Document passage -
● ● ● ● ●
Research confidence is not “booking accuracy.” It is a heuristic over extract quality and domain spread. Use it as a signal, not a guarantee of correct schedules, prices, or entry rules.
Clients call a small FastAPI surface. The app builds one frontier state (budgets, provenance, scores) and runs a single LangGraph execution. Agents update state and set next_agent; graph.py wires routes. Research uses search + HTTP fetch; synthesis caps context for smaller models. Memory is file-backed JSON (/history, /skills).
● ● ● ● ●
Record set -
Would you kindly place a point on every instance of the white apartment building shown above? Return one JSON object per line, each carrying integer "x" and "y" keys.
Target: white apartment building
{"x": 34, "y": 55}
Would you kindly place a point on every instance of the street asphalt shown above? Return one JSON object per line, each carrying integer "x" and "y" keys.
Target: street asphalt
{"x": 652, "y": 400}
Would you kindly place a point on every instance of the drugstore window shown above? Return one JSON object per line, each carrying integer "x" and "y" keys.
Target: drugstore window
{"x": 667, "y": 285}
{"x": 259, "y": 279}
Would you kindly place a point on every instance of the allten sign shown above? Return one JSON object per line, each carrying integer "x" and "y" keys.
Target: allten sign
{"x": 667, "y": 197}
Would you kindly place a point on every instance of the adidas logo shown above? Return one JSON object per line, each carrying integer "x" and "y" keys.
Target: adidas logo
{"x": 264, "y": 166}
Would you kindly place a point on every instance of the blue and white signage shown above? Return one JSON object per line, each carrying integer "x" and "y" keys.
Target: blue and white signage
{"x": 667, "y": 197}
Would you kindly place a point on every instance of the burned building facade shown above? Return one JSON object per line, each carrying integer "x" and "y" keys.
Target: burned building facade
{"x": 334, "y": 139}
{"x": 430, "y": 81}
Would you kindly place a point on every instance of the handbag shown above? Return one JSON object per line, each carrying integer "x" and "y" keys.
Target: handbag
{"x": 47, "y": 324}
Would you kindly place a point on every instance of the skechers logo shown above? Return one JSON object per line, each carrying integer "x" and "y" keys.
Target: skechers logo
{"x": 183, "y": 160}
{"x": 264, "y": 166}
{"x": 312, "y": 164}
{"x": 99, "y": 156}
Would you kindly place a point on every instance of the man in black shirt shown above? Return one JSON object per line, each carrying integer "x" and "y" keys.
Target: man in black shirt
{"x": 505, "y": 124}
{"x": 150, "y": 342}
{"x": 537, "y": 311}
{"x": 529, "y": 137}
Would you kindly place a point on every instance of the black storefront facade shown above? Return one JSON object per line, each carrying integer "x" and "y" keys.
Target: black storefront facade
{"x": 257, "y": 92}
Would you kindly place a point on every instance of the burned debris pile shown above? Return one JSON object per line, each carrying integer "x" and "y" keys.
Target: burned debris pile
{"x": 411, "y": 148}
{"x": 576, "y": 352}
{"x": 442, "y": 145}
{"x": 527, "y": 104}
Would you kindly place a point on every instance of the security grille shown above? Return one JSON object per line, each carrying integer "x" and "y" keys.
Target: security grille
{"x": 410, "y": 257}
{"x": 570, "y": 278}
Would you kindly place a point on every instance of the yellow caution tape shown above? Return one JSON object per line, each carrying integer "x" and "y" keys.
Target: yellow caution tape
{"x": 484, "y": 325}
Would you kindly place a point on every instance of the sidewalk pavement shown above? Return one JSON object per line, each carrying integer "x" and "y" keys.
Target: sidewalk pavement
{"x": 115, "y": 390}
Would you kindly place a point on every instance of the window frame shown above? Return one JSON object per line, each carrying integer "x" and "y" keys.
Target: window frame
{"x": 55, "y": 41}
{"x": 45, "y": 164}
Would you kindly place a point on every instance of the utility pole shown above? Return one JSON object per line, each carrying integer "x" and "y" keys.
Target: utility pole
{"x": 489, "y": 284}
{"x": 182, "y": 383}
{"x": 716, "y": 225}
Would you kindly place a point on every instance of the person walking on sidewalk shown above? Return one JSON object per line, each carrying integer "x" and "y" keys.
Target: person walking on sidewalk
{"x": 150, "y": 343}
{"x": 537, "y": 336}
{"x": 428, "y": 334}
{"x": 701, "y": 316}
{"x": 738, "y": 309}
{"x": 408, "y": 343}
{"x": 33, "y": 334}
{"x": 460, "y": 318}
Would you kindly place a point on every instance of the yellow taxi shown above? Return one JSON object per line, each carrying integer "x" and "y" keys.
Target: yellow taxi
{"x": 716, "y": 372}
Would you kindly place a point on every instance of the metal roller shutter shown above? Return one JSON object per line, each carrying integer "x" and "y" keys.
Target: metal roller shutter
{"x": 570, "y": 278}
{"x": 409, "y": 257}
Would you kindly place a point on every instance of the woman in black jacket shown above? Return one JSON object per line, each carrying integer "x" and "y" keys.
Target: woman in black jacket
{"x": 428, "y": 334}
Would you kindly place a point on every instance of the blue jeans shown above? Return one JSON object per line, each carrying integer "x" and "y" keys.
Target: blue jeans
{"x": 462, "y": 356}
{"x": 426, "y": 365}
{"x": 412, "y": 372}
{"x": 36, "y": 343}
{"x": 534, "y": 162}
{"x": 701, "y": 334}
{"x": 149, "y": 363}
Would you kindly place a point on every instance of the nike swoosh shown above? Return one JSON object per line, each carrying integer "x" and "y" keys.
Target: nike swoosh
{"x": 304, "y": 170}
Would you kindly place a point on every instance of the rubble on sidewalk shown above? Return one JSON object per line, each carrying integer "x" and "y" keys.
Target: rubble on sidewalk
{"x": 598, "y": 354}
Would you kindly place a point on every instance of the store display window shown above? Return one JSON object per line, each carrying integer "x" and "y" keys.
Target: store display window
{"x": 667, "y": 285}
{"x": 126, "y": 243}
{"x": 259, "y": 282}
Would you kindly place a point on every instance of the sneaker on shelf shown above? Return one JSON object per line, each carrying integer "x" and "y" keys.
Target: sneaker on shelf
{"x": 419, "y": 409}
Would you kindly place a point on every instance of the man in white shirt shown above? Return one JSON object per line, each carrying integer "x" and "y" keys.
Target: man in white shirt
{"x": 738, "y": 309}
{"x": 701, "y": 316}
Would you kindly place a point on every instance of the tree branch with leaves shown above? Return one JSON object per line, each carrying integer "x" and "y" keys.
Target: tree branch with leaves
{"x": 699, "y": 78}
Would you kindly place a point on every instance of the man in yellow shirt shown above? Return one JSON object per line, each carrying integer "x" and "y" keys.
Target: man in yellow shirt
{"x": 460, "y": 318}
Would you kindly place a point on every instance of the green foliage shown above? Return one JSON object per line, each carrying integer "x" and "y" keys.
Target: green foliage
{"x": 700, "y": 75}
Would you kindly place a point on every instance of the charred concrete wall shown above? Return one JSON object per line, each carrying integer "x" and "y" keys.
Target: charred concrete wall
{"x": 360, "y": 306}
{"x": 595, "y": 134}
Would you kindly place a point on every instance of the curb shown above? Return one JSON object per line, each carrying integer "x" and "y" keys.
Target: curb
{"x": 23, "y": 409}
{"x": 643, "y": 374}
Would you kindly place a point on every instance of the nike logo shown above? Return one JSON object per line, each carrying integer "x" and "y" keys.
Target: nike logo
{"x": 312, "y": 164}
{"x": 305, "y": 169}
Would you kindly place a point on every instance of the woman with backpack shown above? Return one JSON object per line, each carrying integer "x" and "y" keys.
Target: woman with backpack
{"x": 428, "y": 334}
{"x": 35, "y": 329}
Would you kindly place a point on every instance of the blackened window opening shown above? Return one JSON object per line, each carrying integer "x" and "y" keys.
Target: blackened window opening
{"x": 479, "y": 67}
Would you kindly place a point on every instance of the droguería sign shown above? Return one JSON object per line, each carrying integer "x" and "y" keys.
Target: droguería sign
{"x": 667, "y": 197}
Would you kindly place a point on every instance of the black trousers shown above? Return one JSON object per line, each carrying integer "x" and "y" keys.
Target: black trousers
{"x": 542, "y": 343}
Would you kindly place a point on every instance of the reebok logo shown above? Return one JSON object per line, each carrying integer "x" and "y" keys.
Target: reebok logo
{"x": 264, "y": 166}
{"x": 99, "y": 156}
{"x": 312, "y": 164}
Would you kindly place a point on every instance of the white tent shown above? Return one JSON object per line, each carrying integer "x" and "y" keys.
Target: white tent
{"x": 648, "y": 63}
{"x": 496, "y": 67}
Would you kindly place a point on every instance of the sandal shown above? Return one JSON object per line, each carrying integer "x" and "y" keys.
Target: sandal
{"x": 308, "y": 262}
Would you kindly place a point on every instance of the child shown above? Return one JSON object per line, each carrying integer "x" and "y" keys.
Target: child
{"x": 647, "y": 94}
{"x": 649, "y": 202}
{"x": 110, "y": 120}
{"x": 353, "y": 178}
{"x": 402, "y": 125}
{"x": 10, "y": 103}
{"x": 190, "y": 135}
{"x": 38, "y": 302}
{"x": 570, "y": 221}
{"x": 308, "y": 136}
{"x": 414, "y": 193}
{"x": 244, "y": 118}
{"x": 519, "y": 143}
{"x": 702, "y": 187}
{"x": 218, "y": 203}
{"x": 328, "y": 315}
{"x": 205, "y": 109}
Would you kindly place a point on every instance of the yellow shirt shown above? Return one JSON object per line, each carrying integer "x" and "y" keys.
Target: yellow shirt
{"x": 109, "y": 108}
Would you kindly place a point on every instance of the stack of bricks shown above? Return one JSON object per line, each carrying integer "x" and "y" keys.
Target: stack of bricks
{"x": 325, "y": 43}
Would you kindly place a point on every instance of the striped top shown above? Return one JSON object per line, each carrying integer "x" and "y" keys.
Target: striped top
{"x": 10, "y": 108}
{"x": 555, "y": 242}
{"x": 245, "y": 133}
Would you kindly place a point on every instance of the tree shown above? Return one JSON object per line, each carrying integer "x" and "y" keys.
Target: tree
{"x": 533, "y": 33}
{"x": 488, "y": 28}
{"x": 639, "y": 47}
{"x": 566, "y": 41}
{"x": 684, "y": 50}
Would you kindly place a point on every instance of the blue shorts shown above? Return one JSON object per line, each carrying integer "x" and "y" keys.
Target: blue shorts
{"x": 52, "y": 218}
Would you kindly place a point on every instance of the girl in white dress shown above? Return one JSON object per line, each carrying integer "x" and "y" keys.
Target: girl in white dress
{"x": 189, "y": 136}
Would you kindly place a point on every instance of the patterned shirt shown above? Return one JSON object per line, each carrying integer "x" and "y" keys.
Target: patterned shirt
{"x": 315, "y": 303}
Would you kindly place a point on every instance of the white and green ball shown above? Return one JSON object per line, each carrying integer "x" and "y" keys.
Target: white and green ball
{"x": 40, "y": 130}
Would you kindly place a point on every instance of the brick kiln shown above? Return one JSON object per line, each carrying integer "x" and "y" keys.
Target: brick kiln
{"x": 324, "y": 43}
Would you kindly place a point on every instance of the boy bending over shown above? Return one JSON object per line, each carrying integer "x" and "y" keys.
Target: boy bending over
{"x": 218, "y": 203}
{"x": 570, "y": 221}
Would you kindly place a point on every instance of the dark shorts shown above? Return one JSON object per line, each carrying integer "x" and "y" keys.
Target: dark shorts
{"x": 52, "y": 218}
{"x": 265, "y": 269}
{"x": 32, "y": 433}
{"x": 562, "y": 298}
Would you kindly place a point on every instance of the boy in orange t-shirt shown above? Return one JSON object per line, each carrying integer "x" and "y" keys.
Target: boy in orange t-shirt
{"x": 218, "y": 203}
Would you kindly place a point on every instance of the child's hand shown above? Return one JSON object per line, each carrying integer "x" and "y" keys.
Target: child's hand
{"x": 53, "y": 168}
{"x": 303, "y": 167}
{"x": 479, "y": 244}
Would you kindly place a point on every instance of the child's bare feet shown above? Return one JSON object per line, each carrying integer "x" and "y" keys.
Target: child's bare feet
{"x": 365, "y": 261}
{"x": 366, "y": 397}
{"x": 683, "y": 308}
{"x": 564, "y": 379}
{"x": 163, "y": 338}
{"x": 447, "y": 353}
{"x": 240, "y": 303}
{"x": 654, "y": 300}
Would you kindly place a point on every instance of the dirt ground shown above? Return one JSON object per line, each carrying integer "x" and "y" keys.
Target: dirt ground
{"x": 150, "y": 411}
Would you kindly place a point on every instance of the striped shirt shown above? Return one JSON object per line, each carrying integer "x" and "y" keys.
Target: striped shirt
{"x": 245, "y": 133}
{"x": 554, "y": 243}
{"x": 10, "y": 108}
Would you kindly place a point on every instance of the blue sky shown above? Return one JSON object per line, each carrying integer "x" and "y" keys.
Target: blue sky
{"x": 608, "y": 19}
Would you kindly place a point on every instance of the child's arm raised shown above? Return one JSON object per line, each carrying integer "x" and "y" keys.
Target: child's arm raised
● ● ● ● ●
Assignment 1 -
Please rewrite the agent architecture passage starting at "Research confidence is" and ending at "JSON (/history, /skills).", with "frontier state" replaced by "shared state".
Assignment 2 -
In the agent architecture passage, what form does memory take?
Assignment 3 -
For each statement, say whether the agent architecture passage agrees, and quote the words that decide it. (a) Research confidence guarantees correct prices. (b) The app runs a single LangGraph execution. (c) Routes are wired in graph.py.

Answer 1 -
Research confidence is not “booking accuracy.” It is a heuristic over extract quality and domain spread. Use it as a signal, not a guarantee of correct schedules, prices, or entry rules.
Clients call a small FastAPI surface. The app builds one shared state (budgets, provenance, scores) and runs a single LangGraph execution. Agents update state and set next_agent; graph.py wires routes. Research uses search + HTTP fetch; synthesis caps context for smaller models. Memory is file-backed JSON (/history, /skills).

Answer 2 -
File-backed JSON (/history, /skills).

Answer 3 -
(a) No: "Use it as a signal, not a guarantee of correct schedules, prices, or entry rules."
(b) Yes: "runs a single LangGraph execution"
(c) Yes: "graph.py wires routes"